"""

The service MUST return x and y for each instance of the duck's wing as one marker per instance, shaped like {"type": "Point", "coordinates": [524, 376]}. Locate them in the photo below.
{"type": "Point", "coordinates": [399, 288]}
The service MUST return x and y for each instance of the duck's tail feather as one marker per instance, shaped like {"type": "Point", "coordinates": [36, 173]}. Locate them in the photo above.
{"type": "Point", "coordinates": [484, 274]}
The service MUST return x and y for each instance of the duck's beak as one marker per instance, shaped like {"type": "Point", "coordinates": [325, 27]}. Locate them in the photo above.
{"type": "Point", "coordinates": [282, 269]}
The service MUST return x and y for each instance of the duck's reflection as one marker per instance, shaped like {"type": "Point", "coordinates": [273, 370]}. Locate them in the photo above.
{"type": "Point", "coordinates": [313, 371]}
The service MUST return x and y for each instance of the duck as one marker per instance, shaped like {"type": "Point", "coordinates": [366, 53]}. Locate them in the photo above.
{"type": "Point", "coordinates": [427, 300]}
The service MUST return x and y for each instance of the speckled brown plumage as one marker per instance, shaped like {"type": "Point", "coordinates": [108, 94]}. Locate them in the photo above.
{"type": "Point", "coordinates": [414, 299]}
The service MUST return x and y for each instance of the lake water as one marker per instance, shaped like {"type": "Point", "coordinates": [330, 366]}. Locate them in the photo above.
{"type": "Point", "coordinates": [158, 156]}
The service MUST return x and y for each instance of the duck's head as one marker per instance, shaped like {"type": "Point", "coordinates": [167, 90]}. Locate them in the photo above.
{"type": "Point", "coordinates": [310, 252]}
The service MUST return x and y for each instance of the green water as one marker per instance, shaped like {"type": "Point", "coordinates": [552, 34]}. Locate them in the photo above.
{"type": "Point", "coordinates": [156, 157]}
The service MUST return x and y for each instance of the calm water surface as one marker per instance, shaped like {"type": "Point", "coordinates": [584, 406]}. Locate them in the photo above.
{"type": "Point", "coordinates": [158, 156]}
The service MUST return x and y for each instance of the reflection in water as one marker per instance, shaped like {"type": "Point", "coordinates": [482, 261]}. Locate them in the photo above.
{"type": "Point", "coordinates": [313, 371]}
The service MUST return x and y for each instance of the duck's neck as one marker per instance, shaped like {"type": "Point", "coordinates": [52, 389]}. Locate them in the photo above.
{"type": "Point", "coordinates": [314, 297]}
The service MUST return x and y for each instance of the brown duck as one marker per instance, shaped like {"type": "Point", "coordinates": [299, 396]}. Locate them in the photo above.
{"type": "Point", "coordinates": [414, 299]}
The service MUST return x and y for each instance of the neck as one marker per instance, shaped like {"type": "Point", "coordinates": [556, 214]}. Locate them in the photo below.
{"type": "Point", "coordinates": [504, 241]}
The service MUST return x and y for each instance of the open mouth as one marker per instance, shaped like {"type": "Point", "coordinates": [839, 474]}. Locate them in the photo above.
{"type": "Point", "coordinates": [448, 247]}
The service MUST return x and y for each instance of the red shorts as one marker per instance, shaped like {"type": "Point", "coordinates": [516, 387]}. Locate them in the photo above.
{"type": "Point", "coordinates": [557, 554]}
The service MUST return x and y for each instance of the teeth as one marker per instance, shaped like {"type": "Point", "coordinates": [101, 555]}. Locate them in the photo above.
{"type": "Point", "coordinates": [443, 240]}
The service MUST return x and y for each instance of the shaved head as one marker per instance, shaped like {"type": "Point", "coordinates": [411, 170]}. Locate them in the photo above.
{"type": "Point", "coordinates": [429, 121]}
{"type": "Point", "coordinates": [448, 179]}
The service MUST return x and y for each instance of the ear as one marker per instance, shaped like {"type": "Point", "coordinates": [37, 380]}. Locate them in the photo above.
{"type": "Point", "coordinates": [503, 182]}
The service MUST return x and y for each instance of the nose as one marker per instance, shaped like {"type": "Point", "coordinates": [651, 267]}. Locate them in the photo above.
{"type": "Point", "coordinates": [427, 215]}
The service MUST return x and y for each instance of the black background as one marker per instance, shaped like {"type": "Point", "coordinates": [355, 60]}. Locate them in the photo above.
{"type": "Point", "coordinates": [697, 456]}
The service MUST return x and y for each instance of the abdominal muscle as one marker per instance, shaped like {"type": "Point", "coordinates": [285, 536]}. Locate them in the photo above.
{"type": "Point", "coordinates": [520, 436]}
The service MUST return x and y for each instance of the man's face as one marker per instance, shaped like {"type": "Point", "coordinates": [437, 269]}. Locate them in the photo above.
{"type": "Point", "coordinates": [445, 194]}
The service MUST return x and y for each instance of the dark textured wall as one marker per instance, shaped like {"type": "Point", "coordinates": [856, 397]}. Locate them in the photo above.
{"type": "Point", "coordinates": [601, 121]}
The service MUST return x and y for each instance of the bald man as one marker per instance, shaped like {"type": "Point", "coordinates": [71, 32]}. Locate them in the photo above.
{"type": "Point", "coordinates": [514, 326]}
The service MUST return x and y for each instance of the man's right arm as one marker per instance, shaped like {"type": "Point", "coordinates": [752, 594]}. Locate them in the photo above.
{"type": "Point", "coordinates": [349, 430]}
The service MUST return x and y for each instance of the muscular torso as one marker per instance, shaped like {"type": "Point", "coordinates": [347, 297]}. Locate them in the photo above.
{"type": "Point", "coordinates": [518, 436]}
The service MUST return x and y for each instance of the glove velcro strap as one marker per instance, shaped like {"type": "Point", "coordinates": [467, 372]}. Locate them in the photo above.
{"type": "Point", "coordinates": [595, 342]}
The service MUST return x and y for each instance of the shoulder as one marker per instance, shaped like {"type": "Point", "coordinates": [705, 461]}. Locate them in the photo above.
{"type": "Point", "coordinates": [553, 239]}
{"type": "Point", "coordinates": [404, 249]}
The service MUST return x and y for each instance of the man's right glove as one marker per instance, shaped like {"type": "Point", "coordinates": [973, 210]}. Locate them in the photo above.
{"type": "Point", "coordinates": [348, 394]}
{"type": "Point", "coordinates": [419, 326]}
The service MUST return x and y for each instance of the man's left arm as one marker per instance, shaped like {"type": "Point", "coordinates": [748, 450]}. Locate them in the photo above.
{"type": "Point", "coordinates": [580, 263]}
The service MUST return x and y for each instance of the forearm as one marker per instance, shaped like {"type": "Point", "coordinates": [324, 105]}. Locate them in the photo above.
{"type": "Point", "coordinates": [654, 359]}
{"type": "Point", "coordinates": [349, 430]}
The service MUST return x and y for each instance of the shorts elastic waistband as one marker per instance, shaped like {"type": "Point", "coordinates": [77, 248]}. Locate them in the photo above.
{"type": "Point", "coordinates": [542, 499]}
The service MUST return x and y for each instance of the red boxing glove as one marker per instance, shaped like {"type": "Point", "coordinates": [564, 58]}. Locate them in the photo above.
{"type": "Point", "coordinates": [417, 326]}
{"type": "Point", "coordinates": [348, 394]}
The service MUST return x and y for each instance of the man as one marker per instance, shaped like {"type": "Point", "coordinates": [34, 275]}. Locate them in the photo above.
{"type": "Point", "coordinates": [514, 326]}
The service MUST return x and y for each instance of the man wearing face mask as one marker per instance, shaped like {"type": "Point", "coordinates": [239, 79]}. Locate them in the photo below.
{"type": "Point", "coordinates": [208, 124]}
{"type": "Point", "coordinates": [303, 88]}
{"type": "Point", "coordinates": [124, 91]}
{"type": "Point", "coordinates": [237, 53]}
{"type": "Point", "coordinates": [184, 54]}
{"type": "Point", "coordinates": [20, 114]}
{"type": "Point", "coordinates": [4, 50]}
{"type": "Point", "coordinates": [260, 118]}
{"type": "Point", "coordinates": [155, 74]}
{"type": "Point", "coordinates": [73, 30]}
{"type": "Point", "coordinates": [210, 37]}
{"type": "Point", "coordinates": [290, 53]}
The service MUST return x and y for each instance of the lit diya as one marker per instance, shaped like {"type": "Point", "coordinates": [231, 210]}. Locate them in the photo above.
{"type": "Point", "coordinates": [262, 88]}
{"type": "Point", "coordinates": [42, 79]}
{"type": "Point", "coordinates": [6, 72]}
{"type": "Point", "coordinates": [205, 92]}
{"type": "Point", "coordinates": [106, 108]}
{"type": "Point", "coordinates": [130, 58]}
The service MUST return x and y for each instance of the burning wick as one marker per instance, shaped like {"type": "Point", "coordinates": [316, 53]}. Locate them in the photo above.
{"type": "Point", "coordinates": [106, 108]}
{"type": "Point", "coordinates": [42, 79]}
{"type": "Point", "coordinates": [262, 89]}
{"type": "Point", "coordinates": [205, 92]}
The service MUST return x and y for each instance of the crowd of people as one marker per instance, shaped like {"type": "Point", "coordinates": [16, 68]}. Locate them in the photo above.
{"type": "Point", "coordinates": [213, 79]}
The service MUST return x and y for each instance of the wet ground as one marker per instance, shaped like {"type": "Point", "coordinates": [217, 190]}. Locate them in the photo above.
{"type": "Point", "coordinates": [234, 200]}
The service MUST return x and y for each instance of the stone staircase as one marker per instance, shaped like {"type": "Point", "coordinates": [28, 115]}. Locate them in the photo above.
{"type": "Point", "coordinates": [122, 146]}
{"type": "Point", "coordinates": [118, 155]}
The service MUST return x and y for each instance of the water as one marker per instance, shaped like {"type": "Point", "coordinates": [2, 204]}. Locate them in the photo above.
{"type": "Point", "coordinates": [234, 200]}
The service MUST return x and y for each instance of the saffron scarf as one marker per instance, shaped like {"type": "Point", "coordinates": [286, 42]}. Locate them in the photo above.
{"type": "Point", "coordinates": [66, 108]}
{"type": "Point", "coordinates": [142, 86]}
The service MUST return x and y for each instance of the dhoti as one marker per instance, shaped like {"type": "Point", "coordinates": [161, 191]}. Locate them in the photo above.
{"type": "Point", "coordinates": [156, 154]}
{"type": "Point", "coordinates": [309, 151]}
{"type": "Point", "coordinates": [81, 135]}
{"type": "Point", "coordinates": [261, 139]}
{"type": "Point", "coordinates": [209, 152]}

"""
"""

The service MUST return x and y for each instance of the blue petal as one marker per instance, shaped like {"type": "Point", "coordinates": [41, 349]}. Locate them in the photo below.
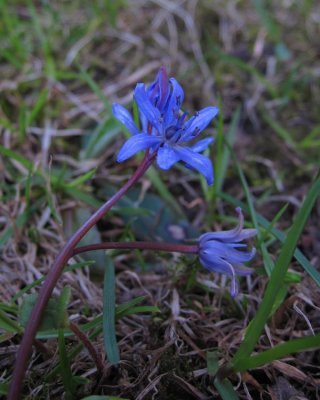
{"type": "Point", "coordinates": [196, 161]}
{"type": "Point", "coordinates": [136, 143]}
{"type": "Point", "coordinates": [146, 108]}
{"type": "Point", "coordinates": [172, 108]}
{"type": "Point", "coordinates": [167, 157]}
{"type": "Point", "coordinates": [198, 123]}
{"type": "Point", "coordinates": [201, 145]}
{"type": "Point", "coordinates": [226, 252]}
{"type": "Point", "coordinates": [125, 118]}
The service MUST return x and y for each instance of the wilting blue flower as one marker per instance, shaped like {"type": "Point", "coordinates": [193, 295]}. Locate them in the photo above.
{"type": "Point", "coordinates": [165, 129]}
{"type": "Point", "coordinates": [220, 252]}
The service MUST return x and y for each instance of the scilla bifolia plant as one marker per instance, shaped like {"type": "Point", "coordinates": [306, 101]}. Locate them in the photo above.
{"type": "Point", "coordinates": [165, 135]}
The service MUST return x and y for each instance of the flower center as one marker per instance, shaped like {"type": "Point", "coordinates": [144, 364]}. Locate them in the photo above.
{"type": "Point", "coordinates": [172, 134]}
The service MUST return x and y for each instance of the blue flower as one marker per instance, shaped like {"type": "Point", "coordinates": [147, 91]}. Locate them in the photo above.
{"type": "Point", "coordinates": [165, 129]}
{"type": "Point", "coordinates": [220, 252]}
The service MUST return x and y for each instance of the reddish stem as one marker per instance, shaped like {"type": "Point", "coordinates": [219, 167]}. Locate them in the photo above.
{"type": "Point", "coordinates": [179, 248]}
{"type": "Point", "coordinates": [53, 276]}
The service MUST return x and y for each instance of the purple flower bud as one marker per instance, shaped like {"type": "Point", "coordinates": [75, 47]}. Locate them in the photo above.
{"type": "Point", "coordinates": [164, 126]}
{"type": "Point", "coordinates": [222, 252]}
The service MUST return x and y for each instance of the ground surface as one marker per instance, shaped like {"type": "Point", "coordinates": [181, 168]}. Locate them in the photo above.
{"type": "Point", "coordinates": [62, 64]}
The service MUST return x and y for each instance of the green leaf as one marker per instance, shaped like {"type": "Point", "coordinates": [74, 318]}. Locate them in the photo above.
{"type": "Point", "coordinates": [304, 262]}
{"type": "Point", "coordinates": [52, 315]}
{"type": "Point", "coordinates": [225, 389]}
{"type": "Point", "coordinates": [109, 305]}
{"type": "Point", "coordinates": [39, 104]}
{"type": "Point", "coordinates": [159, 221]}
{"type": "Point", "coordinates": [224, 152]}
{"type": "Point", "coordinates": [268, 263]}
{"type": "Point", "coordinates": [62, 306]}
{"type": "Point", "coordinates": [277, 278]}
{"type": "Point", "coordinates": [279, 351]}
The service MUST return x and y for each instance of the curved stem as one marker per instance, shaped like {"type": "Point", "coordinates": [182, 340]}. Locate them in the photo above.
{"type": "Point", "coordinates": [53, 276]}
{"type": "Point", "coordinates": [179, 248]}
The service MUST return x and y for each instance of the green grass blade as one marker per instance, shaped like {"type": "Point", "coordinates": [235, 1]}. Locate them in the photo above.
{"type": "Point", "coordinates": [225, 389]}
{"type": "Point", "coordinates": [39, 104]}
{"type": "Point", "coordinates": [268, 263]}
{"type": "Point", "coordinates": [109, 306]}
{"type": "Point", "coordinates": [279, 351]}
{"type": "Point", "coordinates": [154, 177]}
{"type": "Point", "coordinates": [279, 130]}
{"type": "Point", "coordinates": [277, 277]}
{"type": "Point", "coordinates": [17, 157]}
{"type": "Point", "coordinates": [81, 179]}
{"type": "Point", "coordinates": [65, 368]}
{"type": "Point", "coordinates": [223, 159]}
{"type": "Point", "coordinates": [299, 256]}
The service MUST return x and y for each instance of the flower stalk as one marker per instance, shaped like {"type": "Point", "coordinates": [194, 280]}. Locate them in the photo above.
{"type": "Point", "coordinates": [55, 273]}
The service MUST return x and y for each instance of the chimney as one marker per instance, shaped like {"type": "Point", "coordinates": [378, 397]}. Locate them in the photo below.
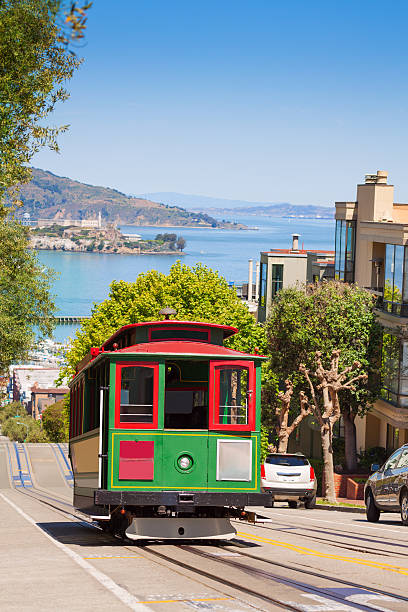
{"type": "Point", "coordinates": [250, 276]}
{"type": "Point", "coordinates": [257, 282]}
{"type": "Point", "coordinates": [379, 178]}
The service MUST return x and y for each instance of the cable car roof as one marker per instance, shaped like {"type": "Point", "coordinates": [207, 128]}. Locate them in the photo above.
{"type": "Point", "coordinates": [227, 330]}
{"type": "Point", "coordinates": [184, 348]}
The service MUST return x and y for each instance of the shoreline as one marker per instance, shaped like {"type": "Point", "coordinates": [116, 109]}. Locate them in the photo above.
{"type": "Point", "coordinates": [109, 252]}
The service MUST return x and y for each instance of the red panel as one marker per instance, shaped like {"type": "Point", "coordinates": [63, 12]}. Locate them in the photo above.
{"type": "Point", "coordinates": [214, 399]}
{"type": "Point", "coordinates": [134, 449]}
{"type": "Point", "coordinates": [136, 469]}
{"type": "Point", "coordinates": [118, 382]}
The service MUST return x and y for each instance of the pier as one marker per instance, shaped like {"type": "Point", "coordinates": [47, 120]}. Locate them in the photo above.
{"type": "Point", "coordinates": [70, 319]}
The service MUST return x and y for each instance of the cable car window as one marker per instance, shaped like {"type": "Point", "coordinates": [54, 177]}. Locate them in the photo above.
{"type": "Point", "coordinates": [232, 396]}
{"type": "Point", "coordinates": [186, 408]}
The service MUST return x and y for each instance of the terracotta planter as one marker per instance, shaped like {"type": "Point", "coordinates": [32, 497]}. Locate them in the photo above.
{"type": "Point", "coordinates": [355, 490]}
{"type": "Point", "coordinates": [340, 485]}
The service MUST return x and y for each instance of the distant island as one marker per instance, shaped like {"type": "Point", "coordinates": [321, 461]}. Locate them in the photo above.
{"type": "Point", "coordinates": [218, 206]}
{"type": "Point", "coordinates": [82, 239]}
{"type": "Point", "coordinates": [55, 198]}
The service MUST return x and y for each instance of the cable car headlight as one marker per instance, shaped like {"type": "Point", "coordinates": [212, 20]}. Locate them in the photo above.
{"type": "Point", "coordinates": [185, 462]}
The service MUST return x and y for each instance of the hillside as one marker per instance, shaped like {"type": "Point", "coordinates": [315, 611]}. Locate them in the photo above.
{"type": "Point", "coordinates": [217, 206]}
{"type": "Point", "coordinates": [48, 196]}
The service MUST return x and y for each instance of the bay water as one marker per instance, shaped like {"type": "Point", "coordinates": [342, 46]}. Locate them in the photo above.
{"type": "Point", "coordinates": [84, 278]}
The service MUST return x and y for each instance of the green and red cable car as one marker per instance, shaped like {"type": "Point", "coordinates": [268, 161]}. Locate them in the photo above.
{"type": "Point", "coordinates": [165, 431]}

"""

From the material above, pull out every line containing the string "glove". Matching is case-sensitive.

OUTPUT OF THE TASK
The service MUST return x and y for each instance of the glove velcro strap as one marker per instance, shaped like {"type": "Point", "coordinates": [467, 372]}. Locate them in the photo above.
The service MUST return x and y for each instance of the man's right glove as one marker per instance, shaped like {"type": "Point", "coordinates": [973, 210]}. Locate them in the photo above.
The service MUST return x and y for each instance of the red boxing glove as one marker per instance, shaped like {"type": "Point", "coordinates": [564, 58]}. Locate them in the photo above.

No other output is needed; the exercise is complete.